* WRITTEN PROBLEM: Output every one of the rows below verbatim, leaving the pictures out.

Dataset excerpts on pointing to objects

• • • • •

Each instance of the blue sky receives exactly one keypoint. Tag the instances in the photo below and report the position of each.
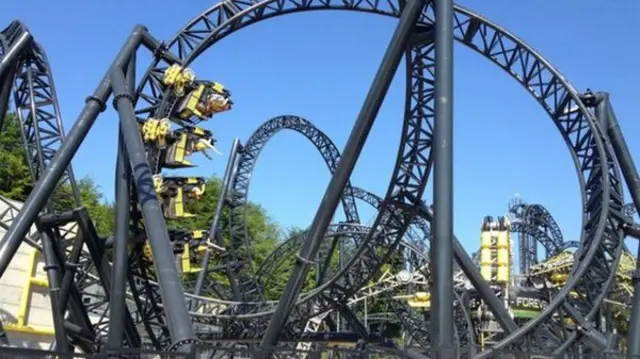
(319, 66)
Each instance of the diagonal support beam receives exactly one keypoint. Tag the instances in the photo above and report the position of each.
(46, 184)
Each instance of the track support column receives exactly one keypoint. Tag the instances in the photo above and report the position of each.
(350, 154)
(121, 235)
(442, 243)
(632, 179)
(224, 188)
(171, 290)
(47, 183)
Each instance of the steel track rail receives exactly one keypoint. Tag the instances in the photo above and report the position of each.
(598, 177)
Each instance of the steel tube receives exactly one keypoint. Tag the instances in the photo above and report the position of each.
(117, 299)
(53, 277)
(349, 157)
(631, 178)
(171, 290)
(442, 242)
(5, 94)
(226, 183)
(120, 259)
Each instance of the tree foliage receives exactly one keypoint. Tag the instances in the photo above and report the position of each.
(15, 178)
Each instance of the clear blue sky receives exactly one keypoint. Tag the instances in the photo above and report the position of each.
(319, 66)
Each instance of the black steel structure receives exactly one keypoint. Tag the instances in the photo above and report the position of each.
(128, 291)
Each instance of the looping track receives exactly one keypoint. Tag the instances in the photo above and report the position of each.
(246, 316)
(602, 196)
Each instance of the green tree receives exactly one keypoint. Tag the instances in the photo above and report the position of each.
(15, 178)
(16, 182)
(102, 213)
(262, 230)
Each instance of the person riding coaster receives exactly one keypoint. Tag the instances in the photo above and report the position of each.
(203, 100)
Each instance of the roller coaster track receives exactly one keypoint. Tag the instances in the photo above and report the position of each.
(595, 261)
(600, 239)
(535, 225)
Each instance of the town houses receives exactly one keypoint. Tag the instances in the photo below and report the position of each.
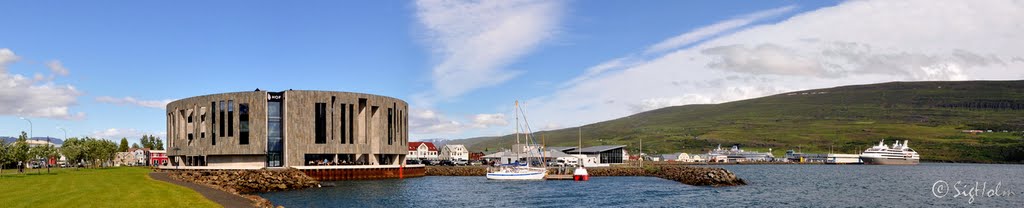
(454, 153)
(422, 151)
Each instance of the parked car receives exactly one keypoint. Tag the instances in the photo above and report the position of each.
(446, 163)
(428, 162)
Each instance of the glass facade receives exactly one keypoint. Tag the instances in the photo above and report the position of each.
(243, 123)
(274, 141)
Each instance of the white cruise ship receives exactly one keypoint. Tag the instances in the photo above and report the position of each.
(898, 154)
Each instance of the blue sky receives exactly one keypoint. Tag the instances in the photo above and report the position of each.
(105, 69)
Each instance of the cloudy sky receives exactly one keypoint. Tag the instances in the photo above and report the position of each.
(107, 70)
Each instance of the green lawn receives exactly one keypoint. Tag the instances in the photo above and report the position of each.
(94, 188)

• • • • •

* SOLUTION FOR THIS TASK:
Each instance of the blue sky receives exactly one keypoint. Tag the instances in the photo below and report the position of each.
(319, 66)
Each instance of the diagonal support beam receives exactly one keypoint. Tag the instances in the photo above and report the position of each.
(46, 184)
Each instance of the track support column receives exactly one keypoint. Tag the instances in the photo above and report the position of each.
(350, 154)
(121, 235)
(442, 243)
(632, 179)
(224, 188)
(171, 290)
(47, 183)
Each instance of the steel track rail receives exactly one keypoint. Tag the instances in the photo above and report the position of each.
(598, 177)
Each instance of the steel tube receives exactly one keypoint. Tag the instances in the photo above and report the position of each.
(117, 299)
(53, 277)
(349, 157)
(631, 178)
(171, 290)
(442, 242)
(5, 94)
(226, 183)
(120, 259)
Each instance of the tree foliage receives exactly one keypoint. Tag the instances in the photo above and report the position of each.
(15, 178)
Each instance of the clear blue sky receives exactly one keypoint. Tag the instances in the photo above and report the position of each.
(319, 66)
Each instance of the black steel structure receives exactly one keypoint. Tag the instances in the photo above and report the position of each.
(128, 291)
Each instance of the looping track receives exactly one keypoint. Tag the instances in the photo above and report the position of each.
(246, 316)
(602, 196)
Each instance of the green tree receives exactly one keypoint. Tag the instances in the photo above and report the position of each.
(15, 178)
(16, 182)
(102, 213)
(262, 230)
Each instance of the person riding coaster receives exactly one keypoint. Tag the instances in the photo above and report the position of each.
(203, 100)
Each instance of the roller coaster track receives exactly one keypoint. Tag the instances in the photo above and report the position of each.
(595, 261)
(600, 239)
(535, 225)
Each instance of the town houses receives exactly one keypoint. Tag the instances in the photo below and report the position of each.
(454, 153)
(422, 151)
Each instance of the parked car receives exactly one keypoint. Tag the instances in the photo above and report the position of each.
(446, 163)
(428, 162)
Each instance of the glass facade receives exactly one keypoint. Tag the instances in the photo above and report the position of each.
(243, 123)
(274, 141)
Each instance of the white cruise ship receives exactly one keypoint. Tag the instances in the photo above and report the position of each.
(898, 154)
Each instance of the blue sky receives exactly one keypoint. Tag the instances in the photo above and report the position of each.
(105, 69)
Each instance of the cloudy sky receives exactly one keypoint. Tag the instances in the photo above and report the position of each.
(107, 70)
Each instance of the green lawn receives exactly one keypoint. Tag the instances in the photo above and report the position of each.
(94, 188)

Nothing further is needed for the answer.